### Selected text
--- begin ---

Friday, April 27, 2012

What They Say and What We See


I don't get many unsolicited emails. Where I can, I usually unsubscribe. A few sources I let linger on for a while due to cussedness or idle curiosity on my part. I recently received one from somebody named Aron Packer who apparently operates an art gallery in Chicago; he was touting an upcoming show. I was about to zap it when the thought struck me that I was being handed a nice bit of blog material -- and if there's one thing a blogger needs, it's new material to blog about. The big, fat juicy blog fodder? -- some notes about artists in that upcoming show.

One of that things that induces a gag-reaction from me is arty talk, either verbal or written. The worst is art-gush, and even long descriptions and analyses of paintings can something elevate my reaction from glazed eyes to incipient gag. I'm of the school of thought shared by Harley Earl, the legendary creator of styling at General Motors, who shut styling staff members up by announcing that if a design or design feature required explanation, it couldn't be of any use in a production car; its merit had be be visually obvious.

This being an art and design blog, I have to write about the images I display. But I try to keep things short, dwelling mostly on technical matters and minimizing or ignoring social or psychological factors that might (or might not) have driven the artist to do what he did.

And I try to avoid the gushy, pretentious verbiage of the kind that Packer included in his email. Though I understand that he was engaging in marketing to a target audience of art critics and other writers on art who probably do not share the biases I just mentioned.

--- end ---

### Given information
--- begin ---

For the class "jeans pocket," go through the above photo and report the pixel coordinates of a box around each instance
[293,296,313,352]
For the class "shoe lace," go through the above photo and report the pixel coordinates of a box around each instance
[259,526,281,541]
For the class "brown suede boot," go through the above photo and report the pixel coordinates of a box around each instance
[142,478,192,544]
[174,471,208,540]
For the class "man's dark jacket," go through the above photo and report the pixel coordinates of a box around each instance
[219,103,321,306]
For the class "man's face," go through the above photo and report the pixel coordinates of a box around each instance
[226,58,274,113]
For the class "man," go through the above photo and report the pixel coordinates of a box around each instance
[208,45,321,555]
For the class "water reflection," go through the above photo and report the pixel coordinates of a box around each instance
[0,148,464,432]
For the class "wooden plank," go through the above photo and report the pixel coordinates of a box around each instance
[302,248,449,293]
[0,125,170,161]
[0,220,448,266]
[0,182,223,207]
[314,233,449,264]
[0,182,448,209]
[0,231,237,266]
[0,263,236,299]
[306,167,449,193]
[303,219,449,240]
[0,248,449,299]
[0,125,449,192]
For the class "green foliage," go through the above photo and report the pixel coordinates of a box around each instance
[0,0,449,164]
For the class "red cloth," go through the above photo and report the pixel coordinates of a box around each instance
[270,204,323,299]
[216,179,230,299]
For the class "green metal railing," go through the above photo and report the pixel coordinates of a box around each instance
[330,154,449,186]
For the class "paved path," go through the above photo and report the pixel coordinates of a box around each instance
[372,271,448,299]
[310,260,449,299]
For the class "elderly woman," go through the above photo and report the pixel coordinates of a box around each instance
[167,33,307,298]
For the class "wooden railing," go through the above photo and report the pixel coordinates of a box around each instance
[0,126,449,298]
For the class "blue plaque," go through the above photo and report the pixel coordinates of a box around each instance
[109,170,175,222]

--- end ---

### Exercise tasks
**A.** Set down the part of the blog post starting with "And I try to" and going on through "I just mentioned.", word for word.
**B.** Answer these questions from the blog post, which comes before the records:
(i) In which city does Aron Packer apparently operate an art gallery?
(ii) At which company was Harley Earl the creator of styling?
(iii) What does the writer mostly dwell on when writing about the images on the blog?

### Answers to the exercises
**A.**
And I try to avoid the gushy, pretentious verbiage of the kind that Packer included in his email. Though I understand that he was engaging in marketing to a target audience of art critics and other writers on art who probably do not share the biases I just mentioned.

**B.**
(i) Chicago
(ii) General Motors
(iii) Technical matters